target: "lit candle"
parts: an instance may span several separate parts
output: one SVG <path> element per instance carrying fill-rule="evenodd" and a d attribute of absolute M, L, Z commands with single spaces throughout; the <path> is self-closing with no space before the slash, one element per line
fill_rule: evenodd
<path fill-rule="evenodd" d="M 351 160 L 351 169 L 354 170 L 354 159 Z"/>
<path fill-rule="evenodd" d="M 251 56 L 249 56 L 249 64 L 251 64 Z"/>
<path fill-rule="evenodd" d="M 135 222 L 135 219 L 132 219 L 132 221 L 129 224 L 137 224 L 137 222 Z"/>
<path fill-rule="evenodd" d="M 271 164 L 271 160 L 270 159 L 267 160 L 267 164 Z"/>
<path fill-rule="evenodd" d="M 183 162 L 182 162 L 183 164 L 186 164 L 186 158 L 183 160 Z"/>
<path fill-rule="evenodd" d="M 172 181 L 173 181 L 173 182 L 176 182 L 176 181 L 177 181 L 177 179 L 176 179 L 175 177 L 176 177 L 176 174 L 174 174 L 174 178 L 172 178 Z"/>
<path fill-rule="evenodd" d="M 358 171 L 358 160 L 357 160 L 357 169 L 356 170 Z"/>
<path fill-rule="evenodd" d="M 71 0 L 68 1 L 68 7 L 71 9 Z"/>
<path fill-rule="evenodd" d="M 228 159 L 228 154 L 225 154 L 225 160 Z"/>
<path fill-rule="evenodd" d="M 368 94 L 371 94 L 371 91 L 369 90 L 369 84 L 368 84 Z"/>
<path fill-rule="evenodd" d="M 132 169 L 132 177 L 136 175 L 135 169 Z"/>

##############################

Problem description -> In the material above, find the line containing "parts: an instance" and the line containing "output: one SVG", then write out exactly those two lines and every line between them, and nothing more.

Answer space ->
parts: an instance may span several separate parts
output: one SVG <path> element per instance carrying fill-rule="evenodd" and a d attribute of absolute M, L, Z commands with single spaces throughout; the <path> is self-closing with no space before the slash, one element per line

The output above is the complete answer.